BRANO:
============================================================
In Campania il 19% degli studenti abbandona prematuramente gli studi, a Napoli si arriva al 22%, ma anche nel resto del meridione i dati sono sconfortanti. Inoltre mancano gli asili nido. Lei è siciliana e, prima di essere una politica, è un'insegnante, quanto le fa male questa situazione e quali misure si potrebbero prendere concretamente per cambiare le cose?
«Questi numeri non fanno male solo a me, fanno male al Paese. È un problema di tutti se perdiamo i ragazzi così precocemente, se non arrivano al titolo di studio. Se non studiano e non lavorano. Come donna del Sud conosco questi problemi da vicino e ho la straordinaria occasione di poter incidere. Come? Spendendo meglio le risorse che abbiamo per innovare la scuola e la didattica e convincere questi ragazzi che lo studio, la formazione, è una grandissima opportunità. Che possono avere un futuro, una loro strada. Come Ministero dell'Istruzione abbiamo lanciato a dicembre un Piano di intervento per la riduzione dei divari territoriali in istruzione, che partirà proprio da Sicilia e Campania, le due Regioni insieme alla Sardegna con i tassi di abbandono più elevati».
============================================================
RECORD MOSTRATI:
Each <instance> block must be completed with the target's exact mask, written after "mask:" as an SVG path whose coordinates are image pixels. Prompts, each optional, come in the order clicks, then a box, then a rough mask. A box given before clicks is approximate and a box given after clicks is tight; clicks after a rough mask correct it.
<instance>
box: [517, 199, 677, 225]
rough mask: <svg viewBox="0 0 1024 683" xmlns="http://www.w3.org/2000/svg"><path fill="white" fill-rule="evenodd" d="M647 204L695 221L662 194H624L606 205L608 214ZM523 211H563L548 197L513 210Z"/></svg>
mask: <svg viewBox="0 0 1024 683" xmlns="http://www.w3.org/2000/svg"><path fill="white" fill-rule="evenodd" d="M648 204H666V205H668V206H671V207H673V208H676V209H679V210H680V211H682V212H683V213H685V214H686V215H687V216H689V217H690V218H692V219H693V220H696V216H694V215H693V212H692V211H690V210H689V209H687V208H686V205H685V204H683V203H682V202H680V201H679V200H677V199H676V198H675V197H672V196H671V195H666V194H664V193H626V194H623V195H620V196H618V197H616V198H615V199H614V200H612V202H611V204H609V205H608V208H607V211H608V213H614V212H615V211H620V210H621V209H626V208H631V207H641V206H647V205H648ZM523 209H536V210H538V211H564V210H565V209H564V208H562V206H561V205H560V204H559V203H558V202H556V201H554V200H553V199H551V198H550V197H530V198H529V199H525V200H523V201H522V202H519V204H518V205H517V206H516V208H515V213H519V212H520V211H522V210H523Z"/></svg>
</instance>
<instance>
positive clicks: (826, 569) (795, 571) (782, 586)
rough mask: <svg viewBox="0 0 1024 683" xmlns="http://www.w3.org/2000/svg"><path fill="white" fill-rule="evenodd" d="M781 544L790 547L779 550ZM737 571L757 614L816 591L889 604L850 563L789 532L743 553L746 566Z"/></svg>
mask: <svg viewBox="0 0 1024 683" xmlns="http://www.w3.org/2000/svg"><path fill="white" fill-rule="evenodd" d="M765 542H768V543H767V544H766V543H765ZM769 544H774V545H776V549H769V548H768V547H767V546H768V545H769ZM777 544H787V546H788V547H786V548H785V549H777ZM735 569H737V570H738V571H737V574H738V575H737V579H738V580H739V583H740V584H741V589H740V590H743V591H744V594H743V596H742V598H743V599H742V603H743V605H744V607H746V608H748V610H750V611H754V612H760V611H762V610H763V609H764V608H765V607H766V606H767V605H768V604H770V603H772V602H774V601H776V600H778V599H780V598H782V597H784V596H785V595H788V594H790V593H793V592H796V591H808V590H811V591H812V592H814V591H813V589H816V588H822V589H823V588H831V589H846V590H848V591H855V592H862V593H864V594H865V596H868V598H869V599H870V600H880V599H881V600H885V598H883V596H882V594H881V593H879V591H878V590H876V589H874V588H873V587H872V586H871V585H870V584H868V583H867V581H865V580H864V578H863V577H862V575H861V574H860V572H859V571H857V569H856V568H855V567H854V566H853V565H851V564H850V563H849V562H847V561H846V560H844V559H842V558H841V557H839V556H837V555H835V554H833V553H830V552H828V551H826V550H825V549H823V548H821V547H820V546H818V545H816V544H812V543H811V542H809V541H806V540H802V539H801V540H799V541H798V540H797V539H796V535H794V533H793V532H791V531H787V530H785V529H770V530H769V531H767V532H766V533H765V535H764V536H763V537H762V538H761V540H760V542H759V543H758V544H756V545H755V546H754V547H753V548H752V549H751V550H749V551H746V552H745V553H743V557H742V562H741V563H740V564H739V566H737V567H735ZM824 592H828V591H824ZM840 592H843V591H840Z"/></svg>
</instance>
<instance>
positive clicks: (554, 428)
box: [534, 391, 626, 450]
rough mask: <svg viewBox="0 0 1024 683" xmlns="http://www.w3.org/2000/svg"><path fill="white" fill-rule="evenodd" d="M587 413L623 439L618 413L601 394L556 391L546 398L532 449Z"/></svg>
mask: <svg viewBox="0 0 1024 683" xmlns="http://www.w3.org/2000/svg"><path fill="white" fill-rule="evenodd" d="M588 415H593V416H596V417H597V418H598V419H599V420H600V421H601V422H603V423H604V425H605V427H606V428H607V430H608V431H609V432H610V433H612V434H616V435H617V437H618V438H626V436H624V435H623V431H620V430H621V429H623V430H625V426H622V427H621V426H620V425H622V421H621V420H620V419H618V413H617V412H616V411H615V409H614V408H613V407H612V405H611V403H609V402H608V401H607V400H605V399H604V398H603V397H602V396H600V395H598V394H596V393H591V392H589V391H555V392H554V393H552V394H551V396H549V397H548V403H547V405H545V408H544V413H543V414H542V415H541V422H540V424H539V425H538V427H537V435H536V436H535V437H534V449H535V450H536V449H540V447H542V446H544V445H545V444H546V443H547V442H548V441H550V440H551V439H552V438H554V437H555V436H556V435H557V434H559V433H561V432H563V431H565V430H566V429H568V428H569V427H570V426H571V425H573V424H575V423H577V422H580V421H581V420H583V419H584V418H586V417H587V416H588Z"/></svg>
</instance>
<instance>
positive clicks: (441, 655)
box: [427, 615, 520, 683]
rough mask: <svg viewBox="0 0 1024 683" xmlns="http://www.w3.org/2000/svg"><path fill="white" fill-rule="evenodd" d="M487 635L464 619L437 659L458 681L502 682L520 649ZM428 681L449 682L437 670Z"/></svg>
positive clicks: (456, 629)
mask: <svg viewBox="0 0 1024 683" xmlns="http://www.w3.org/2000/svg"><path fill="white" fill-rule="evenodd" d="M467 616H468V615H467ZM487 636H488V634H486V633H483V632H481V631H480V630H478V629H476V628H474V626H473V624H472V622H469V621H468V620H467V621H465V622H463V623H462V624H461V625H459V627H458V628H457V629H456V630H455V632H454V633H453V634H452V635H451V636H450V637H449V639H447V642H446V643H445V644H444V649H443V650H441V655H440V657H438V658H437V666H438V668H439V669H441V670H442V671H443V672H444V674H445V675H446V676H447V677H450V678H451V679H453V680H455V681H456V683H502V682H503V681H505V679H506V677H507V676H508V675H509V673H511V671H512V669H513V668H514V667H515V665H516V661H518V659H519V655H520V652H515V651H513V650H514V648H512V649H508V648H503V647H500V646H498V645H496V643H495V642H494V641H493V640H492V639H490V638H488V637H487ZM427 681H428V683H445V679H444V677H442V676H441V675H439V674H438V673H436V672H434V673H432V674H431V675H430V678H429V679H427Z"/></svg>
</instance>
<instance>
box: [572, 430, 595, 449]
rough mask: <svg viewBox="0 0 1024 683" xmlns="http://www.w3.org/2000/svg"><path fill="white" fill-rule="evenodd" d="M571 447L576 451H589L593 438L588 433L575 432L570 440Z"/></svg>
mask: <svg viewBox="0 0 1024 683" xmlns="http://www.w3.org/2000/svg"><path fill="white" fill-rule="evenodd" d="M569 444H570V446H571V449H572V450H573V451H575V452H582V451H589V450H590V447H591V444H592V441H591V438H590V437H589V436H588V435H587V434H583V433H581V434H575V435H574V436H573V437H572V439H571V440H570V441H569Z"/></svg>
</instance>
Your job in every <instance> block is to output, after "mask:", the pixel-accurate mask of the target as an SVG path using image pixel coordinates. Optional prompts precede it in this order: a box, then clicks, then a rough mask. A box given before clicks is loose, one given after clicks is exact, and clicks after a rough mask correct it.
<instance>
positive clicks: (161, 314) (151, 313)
============================================================
CONSEGNA: Nel brano sull'abbandono scolastico, riscrivi il tratto che va da "In Campania il" fino a "cambiare le cose?" sostituendo "meridione" con "Mezzogiorno".

SOLUZIONE:
In Campania il 19% degli studenti abbandona prematuramente gli studi, a Napoli si arriva al 22%, ma anche nel resto del Mezzogiorno i dati sono sconfortanti. Inoltre mancano gli asili nido. Lei è siciliana e, prima di essere una politica, è un'insegnante, quanto le fa male questa situazione e quali misure si potrebbero prendere concretamente per cambiare le cose?